**INSTRUCTION**:
Format all of the data below as a numbered list, omitting any blank lines.

**EXCERPTED RECORDS**:

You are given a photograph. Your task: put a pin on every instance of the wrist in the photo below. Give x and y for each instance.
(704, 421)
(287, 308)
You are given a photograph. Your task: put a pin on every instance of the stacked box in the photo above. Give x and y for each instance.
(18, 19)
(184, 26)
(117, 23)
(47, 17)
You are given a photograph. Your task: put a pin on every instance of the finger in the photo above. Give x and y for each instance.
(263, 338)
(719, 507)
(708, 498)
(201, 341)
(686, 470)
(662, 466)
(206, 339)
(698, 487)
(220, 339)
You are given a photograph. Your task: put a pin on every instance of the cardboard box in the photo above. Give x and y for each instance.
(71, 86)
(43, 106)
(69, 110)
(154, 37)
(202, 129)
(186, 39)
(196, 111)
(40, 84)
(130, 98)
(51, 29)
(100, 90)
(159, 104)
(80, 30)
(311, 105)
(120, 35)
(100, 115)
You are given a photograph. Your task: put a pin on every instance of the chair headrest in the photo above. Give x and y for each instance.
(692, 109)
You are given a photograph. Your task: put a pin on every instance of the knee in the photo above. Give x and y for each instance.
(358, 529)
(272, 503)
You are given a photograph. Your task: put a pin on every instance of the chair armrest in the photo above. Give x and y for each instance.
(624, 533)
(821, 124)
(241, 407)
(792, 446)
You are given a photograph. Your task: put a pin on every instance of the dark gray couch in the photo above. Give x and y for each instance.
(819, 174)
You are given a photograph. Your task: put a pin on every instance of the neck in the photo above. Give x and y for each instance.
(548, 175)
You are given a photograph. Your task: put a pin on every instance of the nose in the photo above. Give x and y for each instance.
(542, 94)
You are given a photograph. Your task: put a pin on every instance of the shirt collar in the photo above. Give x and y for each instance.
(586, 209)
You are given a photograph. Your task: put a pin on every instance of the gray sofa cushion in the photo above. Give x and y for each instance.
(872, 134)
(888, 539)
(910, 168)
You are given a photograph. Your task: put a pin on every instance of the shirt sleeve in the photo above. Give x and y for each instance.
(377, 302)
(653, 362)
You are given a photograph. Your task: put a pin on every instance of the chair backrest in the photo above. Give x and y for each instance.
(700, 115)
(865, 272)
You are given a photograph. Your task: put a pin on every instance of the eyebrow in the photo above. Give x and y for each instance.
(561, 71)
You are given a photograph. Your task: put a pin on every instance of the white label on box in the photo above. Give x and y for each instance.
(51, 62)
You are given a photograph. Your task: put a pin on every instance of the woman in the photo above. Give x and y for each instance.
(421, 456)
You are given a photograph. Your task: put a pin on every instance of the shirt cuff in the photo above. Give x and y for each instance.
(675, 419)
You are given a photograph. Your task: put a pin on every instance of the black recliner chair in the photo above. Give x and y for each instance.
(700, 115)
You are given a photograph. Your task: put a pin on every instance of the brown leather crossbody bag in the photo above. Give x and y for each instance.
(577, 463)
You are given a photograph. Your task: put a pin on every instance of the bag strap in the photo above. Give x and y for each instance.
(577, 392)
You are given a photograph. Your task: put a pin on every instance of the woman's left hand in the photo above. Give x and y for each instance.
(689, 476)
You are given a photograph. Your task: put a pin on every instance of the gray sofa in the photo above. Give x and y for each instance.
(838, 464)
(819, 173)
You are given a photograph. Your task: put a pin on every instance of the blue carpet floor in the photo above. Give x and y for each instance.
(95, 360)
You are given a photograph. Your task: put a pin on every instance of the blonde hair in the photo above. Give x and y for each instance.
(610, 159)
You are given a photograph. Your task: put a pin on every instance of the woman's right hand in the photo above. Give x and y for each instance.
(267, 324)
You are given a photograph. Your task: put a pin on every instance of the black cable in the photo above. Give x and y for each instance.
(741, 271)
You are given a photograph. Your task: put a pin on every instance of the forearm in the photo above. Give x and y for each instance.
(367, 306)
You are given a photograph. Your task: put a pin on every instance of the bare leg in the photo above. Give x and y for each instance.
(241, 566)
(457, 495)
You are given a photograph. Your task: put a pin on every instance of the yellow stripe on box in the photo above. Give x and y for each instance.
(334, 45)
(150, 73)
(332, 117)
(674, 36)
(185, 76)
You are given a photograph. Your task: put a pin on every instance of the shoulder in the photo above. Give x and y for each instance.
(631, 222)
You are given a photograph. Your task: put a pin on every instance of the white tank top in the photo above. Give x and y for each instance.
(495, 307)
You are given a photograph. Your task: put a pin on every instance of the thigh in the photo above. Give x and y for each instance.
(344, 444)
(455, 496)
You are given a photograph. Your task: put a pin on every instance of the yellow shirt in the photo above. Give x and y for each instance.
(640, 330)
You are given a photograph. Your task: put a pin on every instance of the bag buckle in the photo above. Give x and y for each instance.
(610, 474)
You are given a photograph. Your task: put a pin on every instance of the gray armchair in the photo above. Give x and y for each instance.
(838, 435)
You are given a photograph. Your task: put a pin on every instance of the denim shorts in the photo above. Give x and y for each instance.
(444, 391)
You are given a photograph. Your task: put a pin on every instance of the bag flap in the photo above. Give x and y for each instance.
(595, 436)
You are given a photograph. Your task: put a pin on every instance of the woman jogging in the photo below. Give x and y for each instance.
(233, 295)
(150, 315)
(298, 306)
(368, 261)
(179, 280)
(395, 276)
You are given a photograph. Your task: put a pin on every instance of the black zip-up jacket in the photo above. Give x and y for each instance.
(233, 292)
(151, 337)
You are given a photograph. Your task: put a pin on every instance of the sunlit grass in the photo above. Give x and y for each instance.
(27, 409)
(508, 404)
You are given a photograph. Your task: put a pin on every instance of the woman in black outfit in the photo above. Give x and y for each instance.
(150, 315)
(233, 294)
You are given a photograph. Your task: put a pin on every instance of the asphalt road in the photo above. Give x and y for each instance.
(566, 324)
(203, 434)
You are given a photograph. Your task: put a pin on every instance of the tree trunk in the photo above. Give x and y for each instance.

**TASK SOLUTION**:
1. You are given a photograph. Your task: put a pin on every instance of the wrist in the photo below. Give x and y for each instance.
2. (704, 421)
3. (287, 308)
4. You are given a photograph. Your task: put a pin on every instance of the stacked box in the photo above. Give x and y for each instance.
5. (18, 19)
6. (184, 26)
7. (117, 23)
8. (47, 17)
9. You are given a photograph. Your task: put a pin on every instance of the finger in the photo above. Give x and y for each instance.
10. (263, 338)
11. (719, 507)
12. (708, 498)
13. (201, 341)
14. (686, 470)
15. (662, 466)
16. (206, 339)
17. (698, 487)
18. (220, 339)
19. You are given a photograph. Your task: put a pin on every instance of the cardboard box in the photo above. Give x and y for each instance.
20. (71, 86)
21. (43, 106)
22. (69, 110)
23. (154, 37)
24. (202, 129)
25. (186, 39)
26. (196, 111)
27. (40, 84)
28. (130, 98)
29. (51, 29)
30. (100, 90)
31. (159, 104)
32. (80, 30)
33. (311, 105)
34. (120, 35)
35. (100, 115)
36. You are given a photograph. Your task: put a pin on every instance of the chair headrest in the photo above. Give x and y for each instance.
37. (692, 109)
38. You are given a photograph. Your task: put a pin on every instance of the knee in the photo above. Give x and y for each instance.
39. (358, 529)
40. (272, 503)
41. You are given a photograph. Your task: put a pin on every instance of the chair armrest in the photo above. Give x and y for each instance.
42. (624, 533)
43. (821, 124)
44. (241, 407)
45. (792, 446)
46. You are given a photograph. Your task: put a pin on every instance of the dark gray couch in the photo above. Give x and y for each instance.
47. (819, 174)
48. You are given a photograph. Your task: put a pin on every instance of the neck in the photo above. Give x and y for each instance.
49. (548, 175)
50. You are given a photograph. Your task: put a pin on every instance of the nose in the photo above. Give x and y for each instance.
51. (542, 94)
52. You are given a photograph. Your task: put a pin on every instance of the shirt collar in the photo above. Give x and y for each instance.
53. (586, 209)
54. You are given a photograph. Your task: put a pin on every instance of the gray sofa cushion in the photo above. Give x and y for each instance.
55. (872, 134)
56. (888, 539)
57. (910, 168)
58. You are given a photograph. Your task: put a pin on every instance of the shirt sleeve in the photo above. Give x and y for each instance.
59. (377, 302)
60. (653, 362)
61. You are given a photograph. Your task: put a pin on every instance of the chair backrest in the photo above. Give x and y for each instance.
62. (700, 115)
63. (865, 272)
64. You are given a photograph. Your task: put a pin on every instance of the eyebrow in the photo above. Give x and y for each instance.
65. (561, 71)
66. You are given a photograph. Your task: put a pin on every instance of the white label on box in the photo above. Give x and y for each instance.
67. (51, 62)
68. You are given a photograph. Your task: put a pin on every instance of the woman in the photo above. Give x and y for each instance.
69. (421, 456)
70. You are given a photograph. Your task: put a pin on every instance of the shirt cuff in the photo above. Give x and y for each instance.
71. (675, 419)
72. You are given a photograph. Your task: put a pin on every instance of the black recliner chair in the photo above. Give x and y for each instance.
73. (700, 115)
74. You are given a photograph. Your task: put a pin on every instance of the brown leather crossbody bag in the photo above. Give x and y for each instance.
75. (577, 463)
76. You are given a photograph. Your task: put a pin on every instance of the bag strap in the photo above. Give x and y for each instance.
77. (577, 392)
78. You are given a photograph. Your task: put a pin on every instance of the woman's left hand in the photo above. Give x and y for each instance.
79. (689, 476)
80. You are given a photograph. Your task: put a pin on every instance of the gray sofa in the photo above. Give x and y for each instance.
81. (838, 464)
82. (819, 173)
83. You are given a photograph. Your task: put a pin on every instance of the blue carpet floor in the photo above. Give x and y for each instance.
84. (95, 360)
85. You are given a photograph. Your task: put a pin on every instance of the blonde hair in the photo above. Give x and y for each instance.
86. (610, 159)
87. You are given a photograph. Your task: put a pin on every instance of the woman's right hand in the photo above. Give x and y for each instance.
88. (267, 324)
89. You are given a photograph. Your task: put a pin on every instance of the black cable in the photo above. Give x and y for each instance.
90. (741, 271)
91. You are given a photograph. Your task: put a pin on every instance of the forearm in the photo above. Give x and y for each instance.
92. (367, 306)
93. You are given a photograph. Your task: put a pin on every instance of the bare leg in the photo above. Give x and y for each instance.
94. (241, 566)
95. (457, 495)
96. You are given a photograph. Your task: put a pin on every instance of the yellow stripe on box in the photo above. Give x and y for each instance.
97. (334, 45)
98. (150, 73)
99. (332, 117)
100. (674, 36)
101. (185, 76)
102. You are given a photograph. Your task: put a pin on every instance of the shoulder in the photo above. Give x and y for each instance.
103. (631, 222)
104. You are given a photograph. Your task: put a pin on every instance of the white tank top in the photo above. Give x and y for each instance.
105. (495, 307)
106. You are given a photograph. Your task: put a pin on every instance of the thigh in the photo above. Give x and y for each instance.
107. (344, 444)
108. (455, 496)
109. You are given a photograph. Your task: put a pin on every instance of the yellow shirt in the photo above. Give x and y for each instance.
110. (640, 330)
111. You are given a photograph. Your task: put a pin on every instance of the bag buckle in the photo above. Give x and y for each instance.
112. (610, 474)
113. You are given a photograph. Your task: put a pin on every instance of the gray armchair in the photo above. Give x and y for each instance.
114. (838, 435)
115. You are given a photograph. Your task: put a pin on every instance of the denim shorts in the photo above. Give x and y for each instance.
116. (444, 391)
117. You are given a photograph. Your task: put a pin on every instance of the bag flap in the photo above. Give x and y for each instance.
118. (595, 436)
119. You are given a photograph. Your task: put a pin on every instance of the woman jogging in the photo below. Give x and y for each instance.
120. (233, 295)
121. (150, 315)
122. (298, 306)
123. (368, 261)
124. (179, 280)
125. (395, 276)
126. You are given a photograph. Your task: put a pin on every instance of the black zip-up jacket in the photo above. Give x and y for each instance.
127. (233, 292)
128. (151, 337)
129. You are given a photograph. Your task: put a pin on every instance of the sunlit grass in the photo above. Give x and y for each instance.
130. (27, 409)
131. (508, 404)
132. You are given a photograph. Your task: put a pin on every instance of the woman in black outfit in the photo above. Give x and y for each instance.
133. (150, 315)
134. (233, 294)
135. You are given a photograph. Your task: put a pin on every instance of the asphalt road in the photo above. Give x and y for each instance.
136. (566, 324)
137. (203, 434)
138. You are given a photograph. Your task: put a pin on every instance of the tree trunk in the photo above. Give x and y for each instance.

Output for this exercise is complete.